Grants:IEG/StrepHit: Wikidata Statements Validation via References/Timeline

This project is funded by an Individual Engagement Grant

This Individual Engagement Grant is renewed

Timeline for StrepHit: Wikidata Statements Validation via References

Timeline	Date
Development Corpus	April 11 2016
Candidate Relations Set	April 11 2016
StrepHit Pipeline Beta	June 11 2016
Production Corpus	July 11 2016
Web Sources Knowledge Base	July 11 2016

Overview

Project start date: January 11, 2016
Codebase: https://github.com/Wikidata/StrepHit
Documentation: https://www.mediawiki.org/wiki/StrepHit

Monthly updates

Each update will cover a 1-month time span, starting from the 11th day. For instance, January 2016 means January 11th to February 11th 2016.

PROBLEMS:
1. What start date does the StrepHit timeline page give for the project?
2. Copy the lines of the entries from the line that contains "Locate every instance of the white bedsheet" through the last line of the entries.
The StrepHit timeline page and the entries are separate material.

SUPPLIED MATERIAL:

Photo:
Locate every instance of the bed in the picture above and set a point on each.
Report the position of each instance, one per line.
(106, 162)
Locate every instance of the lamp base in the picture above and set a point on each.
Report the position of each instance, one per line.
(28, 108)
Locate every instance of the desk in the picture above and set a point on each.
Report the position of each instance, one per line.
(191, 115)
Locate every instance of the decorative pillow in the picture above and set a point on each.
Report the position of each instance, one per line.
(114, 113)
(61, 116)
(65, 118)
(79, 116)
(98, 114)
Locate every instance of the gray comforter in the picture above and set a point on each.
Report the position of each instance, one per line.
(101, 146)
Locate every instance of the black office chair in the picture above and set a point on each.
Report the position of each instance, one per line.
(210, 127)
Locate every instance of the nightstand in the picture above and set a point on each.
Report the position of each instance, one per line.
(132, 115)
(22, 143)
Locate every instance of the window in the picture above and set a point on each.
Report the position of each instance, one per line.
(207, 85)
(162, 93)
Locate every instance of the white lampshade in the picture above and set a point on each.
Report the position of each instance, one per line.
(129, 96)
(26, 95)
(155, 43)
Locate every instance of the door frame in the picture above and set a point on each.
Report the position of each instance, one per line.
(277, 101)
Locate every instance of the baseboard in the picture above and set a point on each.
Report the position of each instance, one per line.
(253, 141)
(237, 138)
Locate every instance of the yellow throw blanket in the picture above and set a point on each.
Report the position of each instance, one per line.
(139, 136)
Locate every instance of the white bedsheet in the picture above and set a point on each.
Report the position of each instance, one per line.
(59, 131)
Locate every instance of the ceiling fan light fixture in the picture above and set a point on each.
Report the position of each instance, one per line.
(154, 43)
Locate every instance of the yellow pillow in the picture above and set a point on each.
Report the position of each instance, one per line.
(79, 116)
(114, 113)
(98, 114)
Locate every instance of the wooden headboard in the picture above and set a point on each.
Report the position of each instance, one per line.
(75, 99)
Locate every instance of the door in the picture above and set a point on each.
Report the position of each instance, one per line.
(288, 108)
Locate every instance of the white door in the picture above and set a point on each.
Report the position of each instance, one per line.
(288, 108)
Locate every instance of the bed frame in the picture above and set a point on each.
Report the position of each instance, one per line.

SOLUTIONS TO THE PROBLEMS:
1. January 11, 2016

2.
Locate every instance of the white bedsheet in the picture above and set a point on each.
Report the position of each instance, one per line.
(59, 131)
Locate every instance of the ceiling fan light fixture in the picture above and set a point on each.
Report the position of each instance, one per line.
(154, 43)
Locate every instance of the yellow pillow in the picture above and set a point on each.
Report the position of each instance, one per line.
(79, 116)
(114, 113)
(98, 114)
Locate every instance of the wooden headboard in the picture above and set a point on each.
Report the position of each instance, one per line.
(75, 99)
Locate every instance of the door in the picture above and set a point on each.
Report the position of each instance, one per line.
(288, 108)
Locate every instance of the white door in the picture above and set a point on each.
Report the position of each instance, one per line.
(288, 108)
Locate every instance of the bed frame in the picture above and set a point on each.
Report the position of each instance, one per line.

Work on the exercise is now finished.